*** Data supplied ***

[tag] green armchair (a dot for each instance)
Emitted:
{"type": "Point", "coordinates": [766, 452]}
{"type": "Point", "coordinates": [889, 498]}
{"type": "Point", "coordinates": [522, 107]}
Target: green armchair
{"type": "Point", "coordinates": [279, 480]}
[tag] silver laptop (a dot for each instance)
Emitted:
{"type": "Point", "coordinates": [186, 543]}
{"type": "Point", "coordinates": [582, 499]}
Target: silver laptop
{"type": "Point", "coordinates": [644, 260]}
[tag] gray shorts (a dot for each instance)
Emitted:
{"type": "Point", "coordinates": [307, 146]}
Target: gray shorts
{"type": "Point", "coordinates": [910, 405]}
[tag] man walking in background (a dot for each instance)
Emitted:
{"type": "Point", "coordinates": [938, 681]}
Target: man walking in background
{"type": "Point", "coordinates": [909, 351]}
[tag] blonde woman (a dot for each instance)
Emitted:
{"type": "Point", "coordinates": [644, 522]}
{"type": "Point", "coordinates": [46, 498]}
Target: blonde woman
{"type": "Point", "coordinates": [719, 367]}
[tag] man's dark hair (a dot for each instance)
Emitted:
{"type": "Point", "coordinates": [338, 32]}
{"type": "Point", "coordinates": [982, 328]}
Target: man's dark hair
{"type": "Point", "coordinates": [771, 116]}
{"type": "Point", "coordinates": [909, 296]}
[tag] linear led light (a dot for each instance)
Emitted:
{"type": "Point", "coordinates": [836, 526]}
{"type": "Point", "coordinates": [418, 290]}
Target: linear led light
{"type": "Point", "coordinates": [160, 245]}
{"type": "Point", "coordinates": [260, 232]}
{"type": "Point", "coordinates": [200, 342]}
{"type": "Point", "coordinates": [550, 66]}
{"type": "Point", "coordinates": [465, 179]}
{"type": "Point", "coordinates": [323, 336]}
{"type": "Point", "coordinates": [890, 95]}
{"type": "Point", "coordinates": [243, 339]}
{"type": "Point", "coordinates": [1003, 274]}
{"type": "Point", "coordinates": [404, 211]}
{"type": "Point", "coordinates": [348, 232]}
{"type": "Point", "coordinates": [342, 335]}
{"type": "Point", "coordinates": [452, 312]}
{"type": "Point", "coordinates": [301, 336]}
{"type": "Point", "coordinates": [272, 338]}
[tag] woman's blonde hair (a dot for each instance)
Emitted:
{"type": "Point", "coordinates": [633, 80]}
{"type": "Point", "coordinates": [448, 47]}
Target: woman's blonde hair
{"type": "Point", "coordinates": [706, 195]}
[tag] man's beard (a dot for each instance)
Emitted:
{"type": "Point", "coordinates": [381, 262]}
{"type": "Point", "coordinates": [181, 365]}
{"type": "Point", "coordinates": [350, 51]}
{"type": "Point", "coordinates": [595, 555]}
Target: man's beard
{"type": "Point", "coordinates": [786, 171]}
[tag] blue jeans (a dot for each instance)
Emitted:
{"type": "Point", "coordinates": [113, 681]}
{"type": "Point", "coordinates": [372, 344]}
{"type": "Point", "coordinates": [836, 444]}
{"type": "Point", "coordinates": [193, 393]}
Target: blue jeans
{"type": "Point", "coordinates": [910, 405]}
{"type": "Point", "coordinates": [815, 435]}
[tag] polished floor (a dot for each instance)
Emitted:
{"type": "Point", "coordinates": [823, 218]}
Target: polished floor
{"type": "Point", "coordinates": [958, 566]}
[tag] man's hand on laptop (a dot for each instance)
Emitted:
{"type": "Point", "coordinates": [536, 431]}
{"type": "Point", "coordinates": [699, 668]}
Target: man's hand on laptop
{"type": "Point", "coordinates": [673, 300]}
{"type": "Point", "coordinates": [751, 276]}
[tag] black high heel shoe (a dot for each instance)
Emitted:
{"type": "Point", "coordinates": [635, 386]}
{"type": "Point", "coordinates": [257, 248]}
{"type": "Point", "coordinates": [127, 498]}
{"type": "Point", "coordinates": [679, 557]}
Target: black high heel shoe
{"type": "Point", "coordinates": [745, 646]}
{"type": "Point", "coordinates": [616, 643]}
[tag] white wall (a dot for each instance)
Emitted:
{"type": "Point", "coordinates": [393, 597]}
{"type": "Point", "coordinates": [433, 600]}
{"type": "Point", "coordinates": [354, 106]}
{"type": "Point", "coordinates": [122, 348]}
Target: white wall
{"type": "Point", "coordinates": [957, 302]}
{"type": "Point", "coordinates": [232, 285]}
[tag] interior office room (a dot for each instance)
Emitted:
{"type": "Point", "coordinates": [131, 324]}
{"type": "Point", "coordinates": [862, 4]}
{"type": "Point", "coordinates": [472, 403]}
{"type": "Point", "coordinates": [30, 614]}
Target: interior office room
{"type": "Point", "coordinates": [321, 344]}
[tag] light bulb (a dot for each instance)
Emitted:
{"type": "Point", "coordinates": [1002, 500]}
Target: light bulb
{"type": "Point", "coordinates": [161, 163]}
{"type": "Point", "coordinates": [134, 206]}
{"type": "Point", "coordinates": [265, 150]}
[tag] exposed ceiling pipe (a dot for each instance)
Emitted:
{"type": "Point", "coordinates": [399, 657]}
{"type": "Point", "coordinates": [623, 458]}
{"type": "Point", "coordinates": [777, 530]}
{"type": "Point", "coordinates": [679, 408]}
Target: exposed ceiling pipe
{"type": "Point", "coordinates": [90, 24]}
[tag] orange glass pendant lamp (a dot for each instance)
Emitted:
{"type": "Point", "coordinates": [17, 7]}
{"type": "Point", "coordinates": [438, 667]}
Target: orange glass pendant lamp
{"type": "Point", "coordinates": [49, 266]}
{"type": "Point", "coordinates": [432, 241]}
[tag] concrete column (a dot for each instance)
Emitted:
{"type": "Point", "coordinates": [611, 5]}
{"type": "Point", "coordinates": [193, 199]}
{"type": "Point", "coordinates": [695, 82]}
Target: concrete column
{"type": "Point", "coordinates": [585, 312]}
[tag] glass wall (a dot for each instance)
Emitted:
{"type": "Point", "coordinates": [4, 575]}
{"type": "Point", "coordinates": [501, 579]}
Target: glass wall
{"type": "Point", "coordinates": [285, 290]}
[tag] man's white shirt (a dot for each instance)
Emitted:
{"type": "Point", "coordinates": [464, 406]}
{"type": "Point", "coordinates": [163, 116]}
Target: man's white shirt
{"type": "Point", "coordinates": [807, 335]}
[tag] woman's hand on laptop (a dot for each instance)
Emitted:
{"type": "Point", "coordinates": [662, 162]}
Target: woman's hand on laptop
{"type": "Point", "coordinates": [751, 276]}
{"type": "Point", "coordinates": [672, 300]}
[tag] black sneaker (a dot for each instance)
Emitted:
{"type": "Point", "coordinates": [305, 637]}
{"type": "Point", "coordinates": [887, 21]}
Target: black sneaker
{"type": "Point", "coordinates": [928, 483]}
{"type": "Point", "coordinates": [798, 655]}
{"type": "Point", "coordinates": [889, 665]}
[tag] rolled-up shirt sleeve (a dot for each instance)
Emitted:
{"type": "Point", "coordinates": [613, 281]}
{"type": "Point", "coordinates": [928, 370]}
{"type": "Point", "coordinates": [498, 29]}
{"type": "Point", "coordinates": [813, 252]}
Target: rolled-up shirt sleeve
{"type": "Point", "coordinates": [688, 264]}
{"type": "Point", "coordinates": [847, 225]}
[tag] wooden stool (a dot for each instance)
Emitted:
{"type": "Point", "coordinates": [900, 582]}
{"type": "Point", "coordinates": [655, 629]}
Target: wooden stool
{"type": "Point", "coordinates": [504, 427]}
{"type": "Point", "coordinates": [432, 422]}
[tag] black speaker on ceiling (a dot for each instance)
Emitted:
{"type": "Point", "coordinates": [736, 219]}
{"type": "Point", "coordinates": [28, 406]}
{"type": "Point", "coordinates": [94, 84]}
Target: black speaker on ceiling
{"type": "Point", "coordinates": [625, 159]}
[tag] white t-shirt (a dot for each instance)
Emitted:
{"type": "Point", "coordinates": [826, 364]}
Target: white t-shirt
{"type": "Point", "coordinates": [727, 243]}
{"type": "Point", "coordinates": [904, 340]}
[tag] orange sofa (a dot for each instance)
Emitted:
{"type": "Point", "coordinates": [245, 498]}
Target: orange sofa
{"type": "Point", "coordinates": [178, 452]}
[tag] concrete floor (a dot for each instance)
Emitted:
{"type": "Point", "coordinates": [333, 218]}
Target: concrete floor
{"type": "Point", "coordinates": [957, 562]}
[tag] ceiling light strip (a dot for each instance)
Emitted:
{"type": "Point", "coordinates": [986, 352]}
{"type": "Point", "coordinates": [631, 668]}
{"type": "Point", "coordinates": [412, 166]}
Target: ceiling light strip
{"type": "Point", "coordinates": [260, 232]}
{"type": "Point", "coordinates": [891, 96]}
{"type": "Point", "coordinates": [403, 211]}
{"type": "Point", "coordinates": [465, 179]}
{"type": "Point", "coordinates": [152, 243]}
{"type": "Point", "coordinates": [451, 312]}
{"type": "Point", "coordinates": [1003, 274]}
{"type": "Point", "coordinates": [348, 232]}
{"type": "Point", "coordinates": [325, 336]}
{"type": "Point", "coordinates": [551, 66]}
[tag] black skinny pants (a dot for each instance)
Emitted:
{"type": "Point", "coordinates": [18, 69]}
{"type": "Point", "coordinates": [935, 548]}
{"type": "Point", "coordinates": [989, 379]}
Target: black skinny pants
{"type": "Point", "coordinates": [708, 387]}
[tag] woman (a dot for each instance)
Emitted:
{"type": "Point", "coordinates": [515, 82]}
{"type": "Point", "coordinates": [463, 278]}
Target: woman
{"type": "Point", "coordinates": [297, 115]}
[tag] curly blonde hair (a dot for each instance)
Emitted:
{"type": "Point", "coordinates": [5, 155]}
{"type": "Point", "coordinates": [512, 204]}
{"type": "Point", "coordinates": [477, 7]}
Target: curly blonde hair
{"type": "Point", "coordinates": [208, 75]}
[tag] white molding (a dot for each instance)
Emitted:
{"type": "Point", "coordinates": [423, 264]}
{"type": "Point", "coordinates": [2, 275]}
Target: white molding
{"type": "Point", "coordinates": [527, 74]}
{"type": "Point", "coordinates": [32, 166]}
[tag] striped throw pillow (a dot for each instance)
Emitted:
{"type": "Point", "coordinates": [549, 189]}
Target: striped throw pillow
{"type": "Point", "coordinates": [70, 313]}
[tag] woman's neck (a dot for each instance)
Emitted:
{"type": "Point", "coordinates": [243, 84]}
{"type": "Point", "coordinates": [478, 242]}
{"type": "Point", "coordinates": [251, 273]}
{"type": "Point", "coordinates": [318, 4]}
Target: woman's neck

***

** Directions **
Report every line above that has the string "neck" in it.

** Response area **
[tag] woman's neck (a dot for each instance)
Target: woman's neck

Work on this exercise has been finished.